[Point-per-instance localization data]
━━━━━━━━━━━━━━━━━━━━
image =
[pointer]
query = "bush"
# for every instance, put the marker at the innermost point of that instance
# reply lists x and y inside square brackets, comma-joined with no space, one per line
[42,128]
━━━━━━━━━━━━━━━━━━━━
### Your objective
Set down every record above, word for word.

### Result for this task
image =
[pointer]
query = "bush"
# for every instance, put the marker at the innermost point of that instance
# reply lists x and y inside square brackets, comma-joined with no space, one per line
[42,128]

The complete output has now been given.